In the flight account below, what was the minimum safe altitude for the grid being flown over?

### Text to read
---

Time ran out on me, and I knew I must have been abeam St. Simons or Jekyll Island, but I just didn’t have enough visibility to catch a glimpse of either one. So now I had a decision to make: Should I keep going south or turn inland to fix my position somehow? Looking on the sectional chart, I quickly decided that I needed to know where I was right then. I was approaching the busy airspace around Jacksonville with its numerous restricted and MOA zones. And I didn’t want to tangle with those. I remember thinking to myself about then: “This was supposed to be a fun, free-as-a-bird adventure. Why do I feel like I’m back in the simulator?”
I drew a deep breath and turned the airplane to the west, still trying to listen for the Brunswick VOR, but I eventually gave up on that idea. So, there wasn’t much else to do except continue to battle the same elements I had been trying to outwit for the last 30 minutes — patches of clear air followed by smudges of cloud and rain, visibility never more than two miles or so, and often down to near zero. As I crossed the coastline, I found that I was able to climb to just over 1000 feet before I entered the cloud bases, so at least I felt like I wasn’t going to hit anything solid and unforgiving in front of me. The minimum safe altitude for that specific grid was 1200 feet. There were no obstructions on my chart anywhere in my area over 500 feet in elevation. I just hoped I was actually in the area I was looking at on the chart.

---

### Dataset section

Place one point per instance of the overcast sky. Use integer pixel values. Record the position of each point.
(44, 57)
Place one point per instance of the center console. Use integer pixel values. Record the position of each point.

---

### Result of the exercise
1200 feet.